((

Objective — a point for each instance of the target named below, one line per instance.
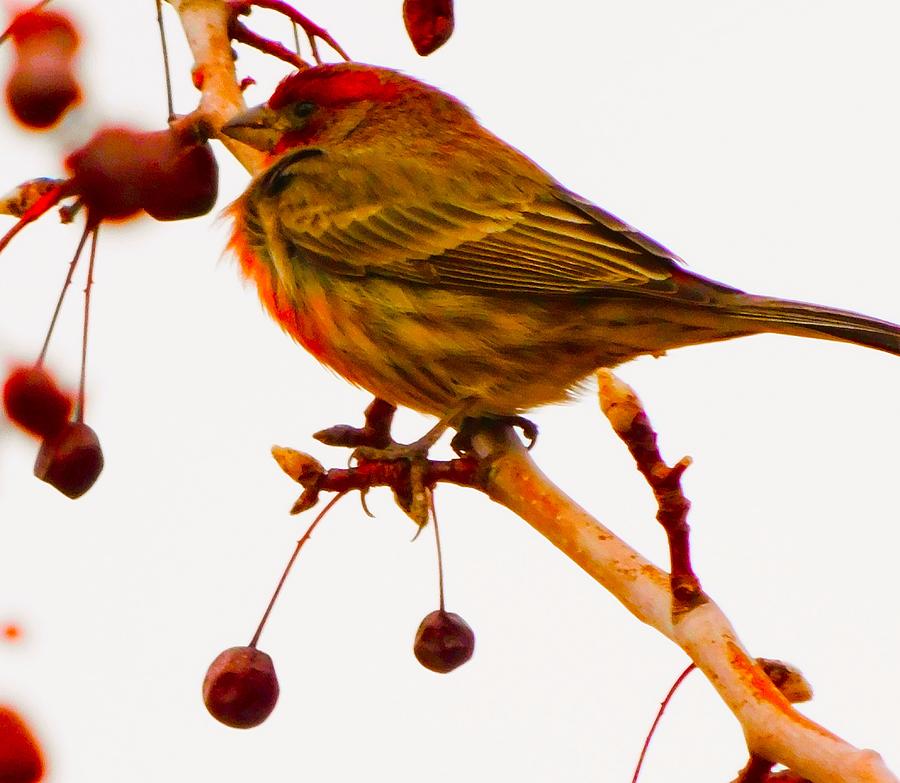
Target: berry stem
(79, 403)
(303, 539)
(659, 714)
(62, 295)
(437, 543)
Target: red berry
(20, 754)
(183, 181)
(42, 85)
(44, 29)
(110, 173)
(429, 23)
(34, 401)
(71, 460)
(41, 89)
(443, 642)
(240, 688)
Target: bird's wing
(524, 236)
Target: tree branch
(772, 727)
(774, 730)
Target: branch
(774, 730)
(205, 24)
(772, 727)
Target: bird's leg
(418, 502)
(374, 434)
(462, 441)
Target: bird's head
(328, 103)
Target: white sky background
(758, 143)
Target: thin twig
(165, 50)
(62, 294)
(662, 708)
(284, 574)
(79, 410)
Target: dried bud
(302, 468)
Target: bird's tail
(807, 320)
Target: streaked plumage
(427, 261)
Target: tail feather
(808, 320)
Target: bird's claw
(462, 441)
(415, 498)
(374, 434)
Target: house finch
(427, 261)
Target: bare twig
(772, 727)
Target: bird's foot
(415, 498)
(462, 441)
(374, 434)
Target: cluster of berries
(169, 174)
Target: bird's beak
(256, 127)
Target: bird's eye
(303, 109)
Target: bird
(427, 261)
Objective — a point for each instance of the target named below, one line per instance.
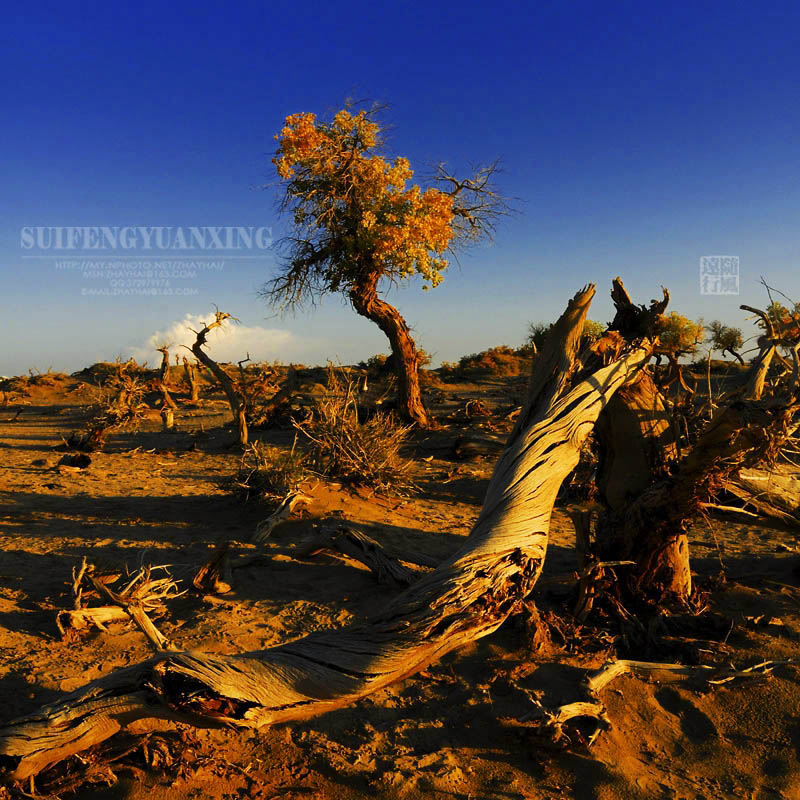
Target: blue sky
(637, 138)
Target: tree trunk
(466, 597)
(366, 302)
(636, 443)
(164, 379)
(235, 399)
(193, 379)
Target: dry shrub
(500, 361)
(118, 403)
(269, 473)
(343, 447)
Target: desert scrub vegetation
(342, 446)
(118, 403)
(503, 361)
(269, 473)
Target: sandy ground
(149, 499)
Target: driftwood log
(466, 597)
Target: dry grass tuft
(268, 473)
(354, 452)
(502, 361)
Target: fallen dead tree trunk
(466, 597)
(774, 492)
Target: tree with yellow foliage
(359, 225)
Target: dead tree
(192, 379)
(163, 378)
(466, 597)
(650, 493)
(235, 398)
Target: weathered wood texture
(466, 597)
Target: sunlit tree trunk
(466, 597)
(366, 302)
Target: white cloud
(231, 342)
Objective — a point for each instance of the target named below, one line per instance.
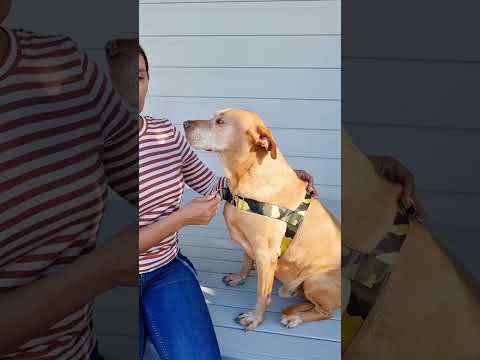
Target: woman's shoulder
(159, 127)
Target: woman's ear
(262, 137)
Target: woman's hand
(394, 171)
(200, 211)
(305, 176)
(119, 258)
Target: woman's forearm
(29, 311)
(151, 235)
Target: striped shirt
(167, 163)
(64, 136)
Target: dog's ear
(263, 138)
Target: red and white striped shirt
(166, 163)
(64, 136)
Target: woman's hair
(142, 52)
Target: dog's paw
(233, 280)
(250, 320)
(291, 321)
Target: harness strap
(293, 218)
(368, 273)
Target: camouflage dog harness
(368, 273)
(293, 218)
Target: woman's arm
(199, 211)
(51, 299)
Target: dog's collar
(293, 218)
(369, 273)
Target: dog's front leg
(239, 279)
(266, 263)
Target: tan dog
(427, 309)
(257, 170)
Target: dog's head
(231, 130)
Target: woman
(173, 312)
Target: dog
(427, 309)
(256, 169)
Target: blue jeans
(173, 314)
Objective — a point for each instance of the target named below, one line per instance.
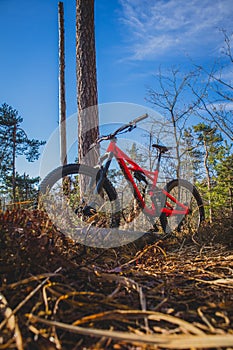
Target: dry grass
(55, 294)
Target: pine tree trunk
(62, 100)
(13, 163)
(86, 80)
(208, 181)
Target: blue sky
(133, 38)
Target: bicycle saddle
(162, 149)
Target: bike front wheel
(187, 194)
(67, 194)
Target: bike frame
(128, 166)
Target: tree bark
(88, 122)
(62, 99)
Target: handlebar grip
(140, 118)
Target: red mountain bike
(176, 206)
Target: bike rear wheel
(73, 210)
(188, 195)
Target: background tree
(169, 99)
(14, 142)
(86, 80)
(217, 94)
(210, 141)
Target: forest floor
(176, 293)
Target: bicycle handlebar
(131, 125)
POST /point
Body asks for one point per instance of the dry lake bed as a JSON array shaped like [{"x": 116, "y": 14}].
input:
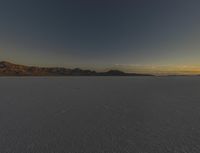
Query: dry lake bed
[{"x": 100, "y": 115}]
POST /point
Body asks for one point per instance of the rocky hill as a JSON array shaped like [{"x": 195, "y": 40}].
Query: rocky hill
[{"x": 10, "y": 69}]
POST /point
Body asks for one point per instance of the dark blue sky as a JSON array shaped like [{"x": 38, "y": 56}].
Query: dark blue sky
[{"x": 106, "y": 32}]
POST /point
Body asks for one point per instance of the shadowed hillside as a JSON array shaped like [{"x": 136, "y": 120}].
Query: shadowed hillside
[{"x": 10, "y": 69}]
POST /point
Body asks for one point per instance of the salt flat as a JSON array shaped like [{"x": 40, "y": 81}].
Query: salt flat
[{"x": 100, "y": 115}]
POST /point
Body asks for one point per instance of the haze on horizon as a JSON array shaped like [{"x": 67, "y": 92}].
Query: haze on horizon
[{"x": 154, "y": 36}]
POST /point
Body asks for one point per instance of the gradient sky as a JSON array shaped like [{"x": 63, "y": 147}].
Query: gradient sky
[{"x": 127, "y": 34}]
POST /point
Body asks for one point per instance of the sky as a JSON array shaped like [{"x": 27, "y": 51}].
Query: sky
[{"x": 156, "y": 36}]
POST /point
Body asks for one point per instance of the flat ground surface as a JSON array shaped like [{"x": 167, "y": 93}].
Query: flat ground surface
[{"x": 100, "y": 115}]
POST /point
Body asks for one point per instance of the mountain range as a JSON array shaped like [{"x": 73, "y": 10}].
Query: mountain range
[{"x": 11, "y": 69}]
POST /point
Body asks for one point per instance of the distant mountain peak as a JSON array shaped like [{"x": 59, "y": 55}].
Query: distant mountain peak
[{"x": 11, "y": 69}]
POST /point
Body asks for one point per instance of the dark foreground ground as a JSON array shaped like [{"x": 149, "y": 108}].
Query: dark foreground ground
[{"x": 100, "y": 115}]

))

-- YOUR INSTRUCTIONS --
From the first line to the last, repeat the records above exactly, leaving out the pictures.

-- COMPLETED TASK --
Objective — a point for each instance of the target named below, one line per instance.
Target: berry stem
(79, 403)
(303, 539)
(659, 714)
(62, 295)
(437, 543)
Target: red berry
(20, 754)
(183, 181)
(42, 85)
(44, 29)
(110, 173)
(429, 23)
(34, 401)
(71, 460)
(41, 89)
(443, 642)
(240, 688)
Target: bird's wing
(524, 236)
Target: tree branch
(772, 727)
(774, 730)
Target: branch
(774, 730)
(205, 24)
(772, 727)
Target: bird's leg
(418, 502)
(374, 434)
(462, 441)
Target: bird's head
(328, 103)
Target: white sky background
(758, 143)
Target: thin twig
(165, 50)
(62, 294)
(662, 708)
(284, 574)
(79, 410)
Target: dried bud
(302, 468)
Target: bird's tail
(807, 320)
Target: streaked plumage
(427, 261)
Target: tail feather
(808, 320)
Target: bird's claw
(462, 441)
(415, 498)
(374, 434)
Target: house finch
(427, 261)
Target: bare twig
(772, 727)
Target: bird's foot
(415, 498)
(462, 441)
(374, 434)
Target: cluster of berries
(169, 174)
Target: bird's beak
(256, 127)
Target: bird's eye
(303, 109)
Target: bird
(427, 261)
Objective — a point for each instance of the target named below, one line per instance.
Target: blue sky
(637, 138)
Target: tree trunk
(466, 597)
(366, 302)
(636, 443)
(164, 379)
(235, 399)
(193, 379)
Target: dry shrub
(500, 361)
(118, 403)
(269, 473)
(343, 447)
Target: desert scrub vegetation
(342, 446)
(118, 403)
(503, 361)
(269, 473)
Target: sandy ground
(149, 499)
Target: driftwood log
(466, 597)
Target: dry grass tuft
(268, 473)
(354, 452)
(502, 361)
Target: fallen dead tree trunk
(466, 597)
(774, 492)
Target: tree with yellow foliage
(359, 225)
Target: dead tree
(192, 379)
(163, 378)
(466, 597)
(650, 493)
(235, 398)
Target: weathered wood texture
(466, 597)
Target: sunlit tree trunk
(466, 597)
(366, 302)
Target: white cloud
(231, 342)
Objective — a point for each instance of the target named below, one line per instance.
Target: woman's shoulder
(159, 127)
Target: woman's ear
(262, 137)
Target: woman's hand
(394, 171)
(200, 211)
(305, 176)
(119, 258)
Target: woman's forearm
(29, 311)
(151, 235)
Target: striped shirt
(167, 163)
(64, 136)
Target: dog's ear
(263, 138)
Target: red and white striped shirt
(166, 163)
(64, 136)
Target: woman's hair
(142, 52)
Target: dog's paw
(233, 280)
(250, 320)
(291, 321)
Target: harness strap
(293, 218)
(368, 273)
Target: camouflage dog harness
(368, 273)
(293, 218)
Target: woman's arm
(199, 211)
(51, 299)
Target: dog's collar
(293, 218)
(369, 273)
Target: dog's front leg
(239, 279)
(266, 263)
Target: tan dog
(427, 309)
(257, 170)
Target: dog's head
(231, 130)
Target: woman
(173, 312)
Target: dog
(427, 309)
(256, 169)
Target: blue jeans
(173, 314)
Objective — a point for each instance of the target named below, one line per instance.
Target: dry grass
(55, 294)
Target: pine tree trunk
(62, 100)
(13, 163)
(86, 80)
(208, 181)
Target: blue sky
(133, 38)
Target: bicycle saddle
(162, 149)
Target: bike front wheel
(187, 194)
(67, 194)
Target: bike frame
(128, 166)
Target: tree bark
(88, 122)
(62, 99)
Target: handlebar grip
(140, 118)
Target: red mountain bike
(176, 206)
Target: bike rear wheel
(73, 210)
(188, 195)
Target: background tree
(169, 99)
(14, 142)
(86, 80)
(217, 94)
(210, 141)
Target: forest floor
(176, 293)
Target: bicycle handlebar
(131, 125)
POST /point
Body asks for one point per instance of the dry lake bed as a JSON array shaped like [{"x": 116, "y": 14}].
input:
Query: dry lake bed
[{"x": 100, "y": 115}]
POST /point
Body asks for one point per instance of the rocky hill as a JSON array shaped like [{"x": 195, "y": 40}].
Query: rocky hill
[{"x": 10, "y": 69}]
POST /point
Body asks for one point per instance of the dark blue sky as a JSON array shaped like [{"x": 38, "y": 56}].
Query: dark blue sky
[{"x": 106, "y": 32}]
POST /point
Body asks for one point per instance of the shadowed hillside as a JSON array shaped like [{"x": 136, "y": 120}].
Query: shadowed hillside
[{"x": 10, "y": 69}]
POST /point
Body asks for one point per instance of the salt flat as a JSON array shaped like [{"x": 40, "y": 81}].
Query: salt flat
[{"x": 100, "y": 115}]
POST /point
Body asks for one point per instance of the haze on horizon as a JSON array shaped like [{"x": 67, "y": 92}].
Query: haze on horizon
[{"x": 154, "y": 36}]
POST /point
Body asks for one point per instance of the gradient sky as a JSON array shaped like [{"x": 63, "y": 147}].
Query: gradient sky
[{"x": 127, "y": 34}]
POST /point
Body asks for one point per instance of the sky as a JSON array shaped like [{"x": 27, "y": 51}].
Query: sky
[{"x": 156, "y": 36}]
POST /point
Body asks for one point per instance of the flat ground surface as a JSON array shaped like [{"x": 167, "y": 93}].
Query: flat ground surface
[{"x": 100, "y": 115}]
POST /point
Body asks for one point per instance of the mountain range as a JSON array shaped like [{"x": 73, "y": 10}].
Query: mountain range
[{"x": 11, "y": 69}]
POST /point
Body asks for one point per instance of the distant mountain peak as a JSON array shaped like [{"x": 59, "y": 55}].
Query: distant mountain peak
[{"x": 11, "y": 69}]
POST /point
Body asks for one point per instance of the dark foreground ground as a JSON array shaped like [{"x": 149, "y": 108}].
Query: dark foreground ground
[{"x": 100, "y": 115}]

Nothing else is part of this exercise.